**Problem statement**
Take the line with "Locate the bird's tail" and every line after it, through the end of the listing, and give them again exactly, pictures excluded.

**Dataset rows**
---

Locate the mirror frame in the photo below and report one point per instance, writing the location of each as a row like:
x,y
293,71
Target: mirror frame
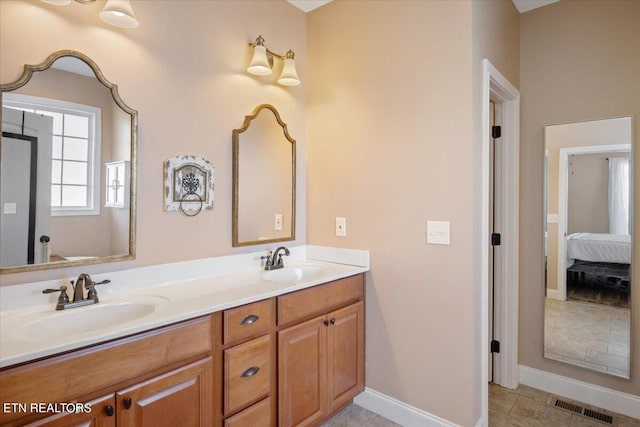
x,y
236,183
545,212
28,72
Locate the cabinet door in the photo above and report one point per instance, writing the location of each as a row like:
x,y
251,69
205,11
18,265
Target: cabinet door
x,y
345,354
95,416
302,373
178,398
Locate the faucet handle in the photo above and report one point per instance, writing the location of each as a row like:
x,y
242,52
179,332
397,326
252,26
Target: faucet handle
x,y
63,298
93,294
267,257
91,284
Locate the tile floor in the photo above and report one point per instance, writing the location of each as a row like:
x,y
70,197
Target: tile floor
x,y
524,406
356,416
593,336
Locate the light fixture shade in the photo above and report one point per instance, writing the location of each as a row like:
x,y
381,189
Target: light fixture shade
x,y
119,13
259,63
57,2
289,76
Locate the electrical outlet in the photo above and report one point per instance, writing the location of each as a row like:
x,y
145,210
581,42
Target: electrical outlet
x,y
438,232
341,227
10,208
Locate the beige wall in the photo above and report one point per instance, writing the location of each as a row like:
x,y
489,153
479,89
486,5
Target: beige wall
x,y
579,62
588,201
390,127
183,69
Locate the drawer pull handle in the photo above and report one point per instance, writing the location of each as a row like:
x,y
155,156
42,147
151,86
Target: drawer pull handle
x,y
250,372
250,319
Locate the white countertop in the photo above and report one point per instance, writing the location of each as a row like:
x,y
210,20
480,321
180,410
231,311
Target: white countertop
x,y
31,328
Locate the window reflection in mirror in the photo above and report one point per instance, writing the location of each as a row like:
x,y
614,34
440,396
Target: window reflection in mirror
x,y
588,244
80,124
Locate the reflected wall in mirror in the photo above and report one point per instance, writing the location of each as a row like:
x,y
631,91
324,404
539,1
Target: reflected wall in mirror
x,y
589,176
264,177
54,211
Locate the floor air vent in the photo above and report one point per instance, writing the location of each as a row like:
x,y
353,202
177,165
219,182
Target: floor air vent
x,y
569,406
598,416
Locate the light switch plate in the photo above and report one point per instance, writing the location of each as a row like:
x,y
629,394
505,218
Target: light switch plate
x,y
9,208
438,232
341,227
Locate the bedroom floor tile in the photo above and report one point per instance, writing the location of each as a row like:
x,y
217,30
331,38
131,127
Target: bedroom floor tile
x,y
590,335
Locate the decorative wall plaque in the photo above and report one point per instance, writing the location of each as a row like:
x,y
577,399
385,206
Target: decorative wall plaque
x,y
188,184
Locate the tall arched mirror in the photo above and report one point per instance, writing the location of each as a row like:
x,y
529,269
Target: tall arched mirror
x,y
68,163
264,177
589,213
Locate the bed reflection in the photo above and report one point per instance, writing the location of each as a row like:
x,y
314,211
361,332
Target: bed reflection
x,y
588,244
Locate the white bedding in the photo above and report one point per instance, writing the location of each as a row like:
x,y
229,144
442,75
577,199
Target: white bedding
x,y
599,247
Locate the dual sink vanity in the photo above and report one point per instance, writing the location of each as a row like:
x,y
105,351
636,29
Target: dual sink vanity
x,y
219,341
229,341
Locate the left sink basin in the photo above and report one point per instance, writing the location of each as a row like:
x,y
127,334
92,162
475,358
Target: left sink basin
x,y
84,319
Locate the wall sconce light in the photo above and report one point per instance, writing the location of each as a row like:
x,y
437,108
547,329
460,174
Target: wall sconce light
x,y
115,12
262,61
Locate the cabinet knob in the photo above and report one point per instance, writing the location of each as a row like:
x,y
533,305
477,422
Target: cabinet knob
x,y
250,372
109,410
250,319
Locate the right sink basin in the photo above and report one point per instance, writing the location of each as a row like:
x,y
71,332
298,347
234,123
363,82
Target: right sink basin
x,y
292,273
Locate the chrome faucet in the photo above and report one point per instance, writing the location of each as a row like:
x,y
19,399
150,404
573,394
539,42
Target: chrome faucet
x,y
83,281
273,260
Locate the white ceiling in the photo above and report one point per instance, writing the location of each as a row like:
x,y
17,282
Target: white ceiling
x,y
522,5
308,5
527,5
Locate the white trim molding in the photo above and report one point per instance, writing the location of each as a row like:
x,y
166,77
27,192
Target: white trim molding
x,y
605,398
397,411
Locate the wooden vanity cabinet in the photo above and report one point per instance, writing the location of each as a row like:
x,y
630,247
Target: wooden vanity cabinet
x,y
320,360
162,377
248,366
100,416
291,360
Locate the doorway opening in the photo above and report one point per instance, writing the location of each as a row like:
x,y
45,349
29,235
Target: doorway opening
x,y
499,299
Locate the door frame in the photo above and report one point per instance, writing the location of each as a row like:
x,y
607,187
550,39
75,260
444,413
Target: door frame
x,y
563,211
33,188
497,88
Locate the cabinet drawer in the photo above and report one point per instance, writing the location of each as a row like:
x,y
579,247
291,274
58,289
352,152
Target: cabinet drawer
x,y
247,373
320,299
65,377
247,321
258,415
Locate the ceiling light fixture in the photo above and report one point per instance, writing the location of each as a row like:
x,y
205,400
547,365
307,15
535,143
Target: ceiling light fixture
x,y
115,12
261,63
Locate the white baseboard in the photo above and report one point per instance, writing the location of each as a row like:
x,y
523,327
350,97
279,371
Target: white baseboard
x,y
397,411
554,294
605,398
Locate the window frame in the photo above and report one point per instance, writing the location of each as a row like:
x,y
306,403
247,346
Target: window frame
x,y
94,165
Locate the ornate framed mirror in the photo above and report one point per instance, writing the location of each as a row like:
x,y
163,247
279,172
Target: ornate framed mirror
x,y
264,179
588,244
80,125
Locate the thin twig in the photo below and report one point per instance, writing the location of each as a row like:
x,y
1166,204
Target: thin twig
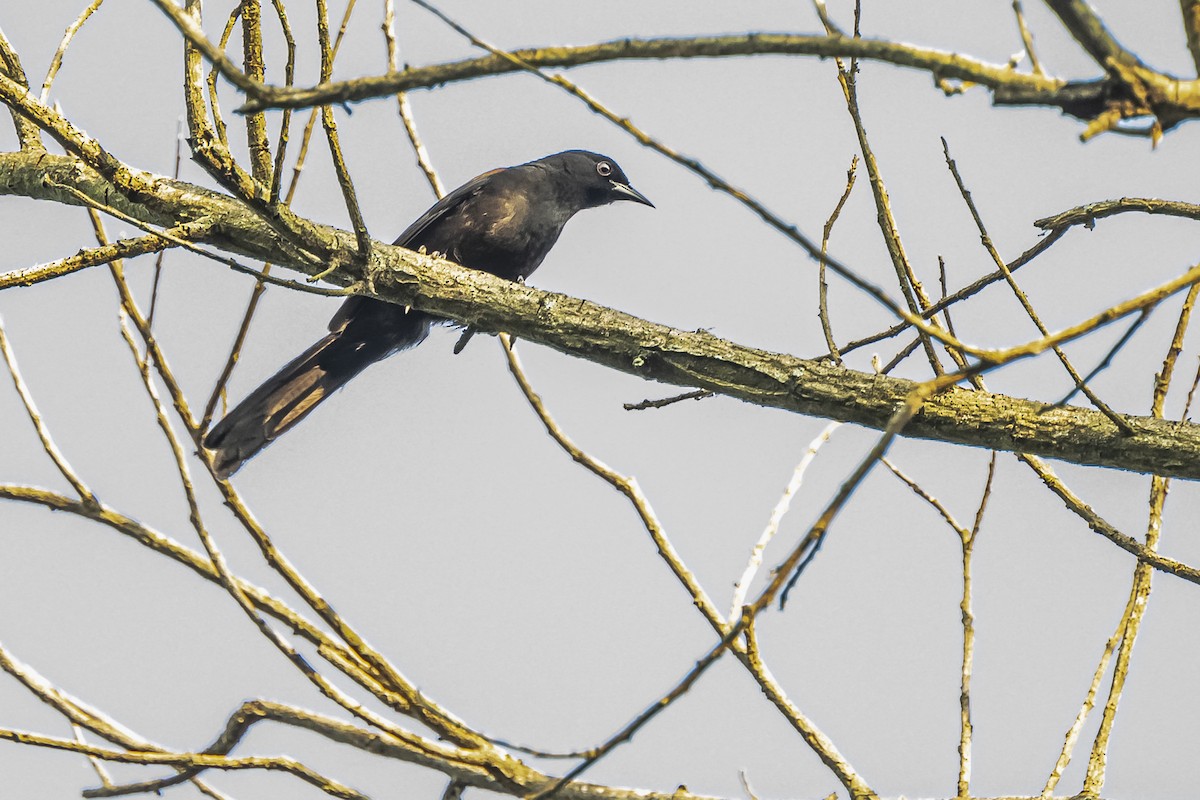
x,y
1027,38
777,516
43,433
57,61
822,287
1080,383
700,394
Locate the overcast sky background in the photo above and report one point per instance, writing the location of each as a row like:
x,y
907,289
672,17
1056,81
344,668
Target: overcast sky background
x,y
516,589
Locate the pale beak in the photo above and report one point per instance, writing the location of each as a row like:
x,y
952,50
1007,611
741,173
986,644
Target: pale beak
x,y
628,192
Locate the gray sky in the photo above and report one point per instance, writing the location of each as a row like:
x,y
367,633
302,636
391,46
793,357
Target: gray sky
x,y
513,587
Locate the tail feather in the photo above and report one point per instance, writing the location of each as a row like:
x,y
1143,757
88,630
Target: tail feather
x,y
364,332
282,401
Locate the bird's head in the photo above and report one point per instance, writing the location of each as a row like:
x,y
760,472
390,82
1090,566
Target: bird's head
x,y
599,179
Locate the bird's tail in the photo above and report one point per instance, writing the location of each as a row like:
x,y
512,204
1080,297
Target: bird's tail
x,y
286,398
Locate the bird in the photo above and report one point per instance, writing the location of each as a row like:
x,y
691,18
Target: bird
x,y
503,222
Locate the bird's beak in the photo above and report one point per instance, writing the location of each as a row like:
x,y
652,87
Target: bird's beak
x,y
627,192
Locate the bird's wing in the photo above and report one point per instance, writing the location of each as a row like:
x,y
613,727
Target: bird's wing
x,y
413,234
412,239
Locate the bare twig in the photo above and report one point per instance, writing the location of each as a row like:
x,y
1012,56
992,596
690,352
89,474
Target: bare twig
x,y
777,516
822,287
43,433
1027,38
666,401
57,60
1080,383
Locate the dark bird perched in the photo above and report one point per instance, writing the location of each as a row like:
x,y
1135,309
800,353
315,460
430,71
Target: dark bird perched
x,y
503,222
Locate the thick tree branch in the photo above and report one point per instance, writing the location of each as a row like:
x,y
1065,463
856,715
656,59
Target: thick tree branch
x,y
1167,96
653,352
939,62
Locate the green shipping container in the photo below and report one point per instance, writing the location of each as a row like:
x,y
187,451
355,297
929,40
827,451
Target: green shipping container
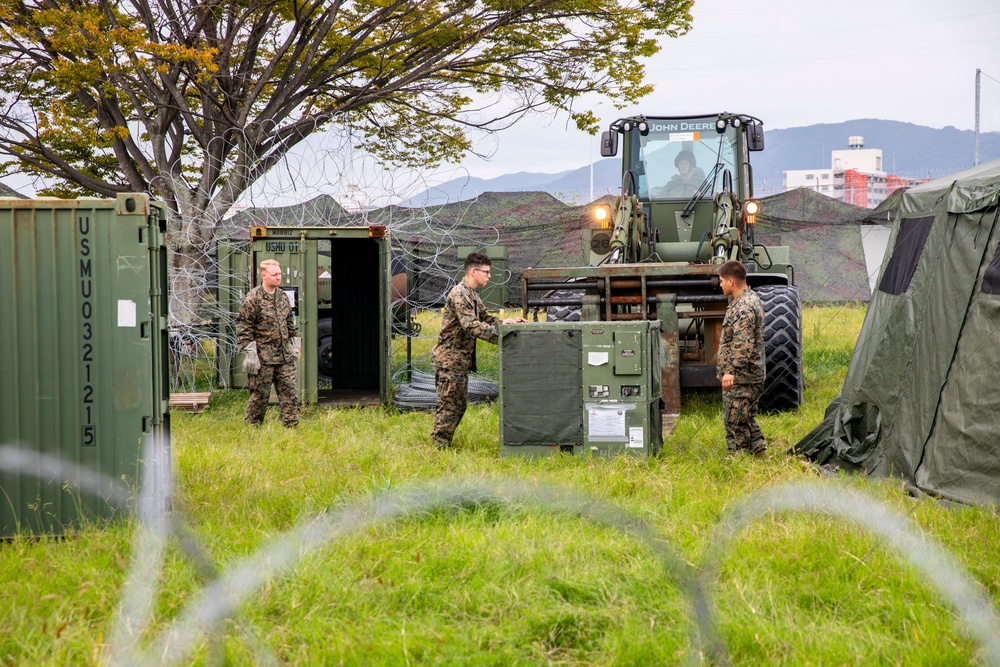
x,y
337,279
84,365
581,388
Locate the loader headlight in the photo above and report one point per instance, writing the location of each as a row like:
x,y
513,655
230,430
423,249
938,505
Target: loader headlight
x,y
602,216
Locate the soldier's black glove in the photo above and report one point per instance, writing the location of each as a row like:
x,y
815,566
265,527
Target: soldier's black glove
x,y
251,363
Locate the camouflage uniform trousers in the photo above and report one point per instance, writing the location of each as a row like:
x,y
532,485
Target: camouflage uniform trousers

---

**The result**
Locate the bird's tail in the photo above and report one point per instance, writing the location of each as a row like:
x,y
512,204
1080,297
Target: bird's tail
x,y
286,398
Locate the bird in the photo above and report one point per instance, writing the location of each as a row like:
x,y
691,18
Target: bird
x,y
503,222
Locate the bird's beak in the photo above and report one point per instance, writing the location of each as a row like:
x,y
652,87
Target: bird's beak
x,y
627,192
Locate the bird's wing in the photo above and report one point per instance, writing the location of each as a row like:
x,y
613,727
Target: bird's wing
x,y
413,234
412,239
Locate the bare twig in the photo above and report one point per instance, writing the location of each as a row like:
x,y
1012,56
992,596
690,352
89,474
Target: bare twig
x,y
777,516
822,287
43,433
1027,38
666,401
57,60
1080,383
Locate the dark bird perched in the photo above and report one point per instance, writing the location of each as a row like:
x,y
1135,309
800,353
315,460
430,71
Target: dark bird perched
x,y
503,222
Locate the thick tree branch in the photo above and report one point per instance, writing the location of each as a row like:
x,y
1065,463
856,715
656,59
Target: thick tree branch
x,y
1167,96
653,352
939,62
Locate the green shipping container in the photo below and report one point per instance, writing the location of each as a row like:
x,y
187,451
355,297
929,40
827,451
Target: green shipping container
x,y
337,279
84,365
581,388
Locate the loader headlight in the photo above and report one point per instance, writing the location of each as a row like:
x,y
513,655
230,430
423,249
938,505
Target: loader headlight
x,y
602,216
Locate the soldier's black glove in the photo above and report one point per instance, writing the location of each as a row like:
x,y
815,566
265,527
Target: soldier's black glove
x,y
251,363
Locate the camouflage uniform trousers in the photo above and report one point per instance, writing the location of each as a row like:
x,y
532,485
Target: camouflage uniform trousers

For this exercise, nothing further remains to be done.